### [Task list]
(1) Answer these questions from the passage on PECS research.
(a) What does more research need to determine about pre-treatment characteristics?
(b) What connection should future studies demonstrate without the use of procedural changes?
(c) What remains uncertain after teacher training?
(2) Reproduce the passage on PECS research between "Further, more research" and "of procedural changes.", inclusive.
(3) Continue the passage on PECS research from the point where it stops.

### [Excerpt provided]
- - - - -

Further, more research is required to determine which specific pre-treatment characteristics
will lead to optimal results when implementing PECS. Alternatively, identify which
characteristics will generate variances in outcomes, so that future studies can deviate results
accordingly.
The development of speech following PECS training also requires additional research. As
the results remain largely unclear, it will be crucial for future studies to demonstrate the
connection between PECS and speech development without the use of procedural changes.
Or, identify which changes provide the best speech outcomes children in conjunction with
their pre-treatment characteristics. Additionally, the impact of teacher training should be
observed further. While the effects of no training are evident, the long-term frequency of
PECS use in the classroom following training remains uncertain.

- - - - -

(Collection entries)
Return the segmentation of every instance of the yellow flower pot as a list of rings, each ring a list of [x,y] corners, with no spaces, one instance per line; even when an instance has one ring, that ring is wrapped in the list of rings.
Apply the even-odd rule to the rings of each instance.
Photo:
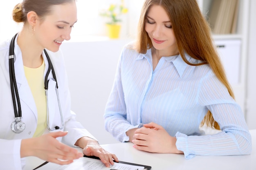
[[[121,26],[119,24],[107,24],[108,36],[111,39],[117,39],[119,38],[119,34]]]

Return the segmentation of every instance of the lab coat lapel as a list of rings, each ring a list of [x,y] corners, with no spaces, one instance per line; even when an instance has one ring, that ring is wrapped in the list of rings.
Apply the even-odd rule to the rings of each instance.
[[[45,70],[44,77],[45,77],[46,73],[49,68],[49,63],[46,58],[45,54],[43,52],[42,56],[45,63]],[[51,56],[50,56],[50,57]],[[47,78],[48,81],[48,88],[47,91],[48,99],[48,108],[49,109],[49,122],[48,125],[50,128],[53,129],[56,126],[59,126],[60,117],[58,117],[58,115],[59,113],[58,105],[58,99],[56,94],[56,82],[54,80],[52,75],[52,70],[50,72]],[[57,115],[56,114],[57,113]]]
[[[37,120],[36,106],[25,75],[21,52],[16,42],[15,44],[14,71],[20,100],[21,103],[22,101],[27,104],[33,112]],[[25,116],[26,113],[22,113],[22,114],[23,116]]]

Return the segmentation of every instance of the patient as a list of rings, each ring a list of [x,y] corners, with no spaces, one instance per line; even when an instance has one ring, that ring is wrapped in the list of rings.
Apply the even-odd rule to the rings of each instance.
[[[251,135],[196,0],[146,0],[135,43],[124,48],[105,128],[139,150],[249,154]],[[219,132],[205,135],[204,125]]]

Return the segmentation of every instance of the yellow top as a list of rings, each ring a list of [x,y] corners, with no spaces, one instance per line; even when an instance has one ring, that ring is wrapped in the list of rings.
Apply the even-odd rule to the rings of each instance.
[[[38,137],[43,135],[47,126],[46,97],[44,84],[45,62],[43,60],[42,65],[36,68],[24,67],[37,110],[37,127],[33,137]]]

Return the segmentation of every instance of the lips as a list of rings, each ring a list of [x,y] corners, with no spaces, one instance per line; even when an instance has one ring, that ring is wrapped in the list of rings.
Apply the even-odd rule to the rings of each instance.
[[[155,39],[155,38],[153,38],[153,40],[154,40],[154,42],[157,44],[161,44],[164,42],[164,41],[158,40]]]

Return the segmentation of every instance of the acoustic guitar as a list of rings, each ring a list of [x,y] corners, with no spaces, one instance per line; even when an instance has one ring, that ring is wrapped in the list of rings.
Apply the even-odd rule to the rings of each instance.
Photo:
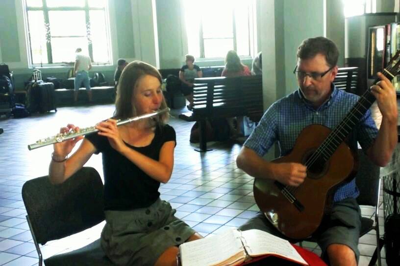
[[[382,73],[391,80],[399,72],[400,50]],[[375,82],[378,80],[375,81]],[[321,125],[305,128],[292,152],[274,163],[296,162],[307,167],[307,177],[298,187],[272,179],[256,178],[256,203],[281,233],[295,240],[311,236],[329,212],[338,186],[355,176],[357,161],[344,140],[376,99],[369,89],[333,129]]]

- - - - -

### [Outputs for the tasks]
(1)
(a) Which specific pre-treatment characteristics will lead to optimal results when implementing PECS.
(b) The connection between PECS and speech development.
(c) The long-term frequency of PECS use in the classroom.

(2)
Further, more research is required to determine which specific pre-treatment characteristics
will lead to optimal results when implementing PECS. Alternatively, identify which
characteristics will generate variances in outcomes, so that future studies can deviate results
accordingly.
The development of speech following PECS training also requires additional research. As
the results remain largely unclear, it will be crucial for future studies to demonstrate the
connection between PECS and speech development without the use of procedural changes.

(3)
ConclusionPECS is designed to support children with ASD who typically lack the social nuances to
initiate and engage in communicative acts with the people around them. The studies
reviewed provide some evidence that PECS may be useful in developing communication in
children with ASD, who have little to no speech. The main benefits being communicative
initiations, or mands to request desired items. Though, the level of progress through the
system appears entirely unique. Therefore, identification of pre-treatment characteristics and
settings that produce optimal results needs to be investigated further. Additionally, the
conduct of studies that provide more experimental control is paramount in determining the
efficacy of PECS implementation in generalised settings.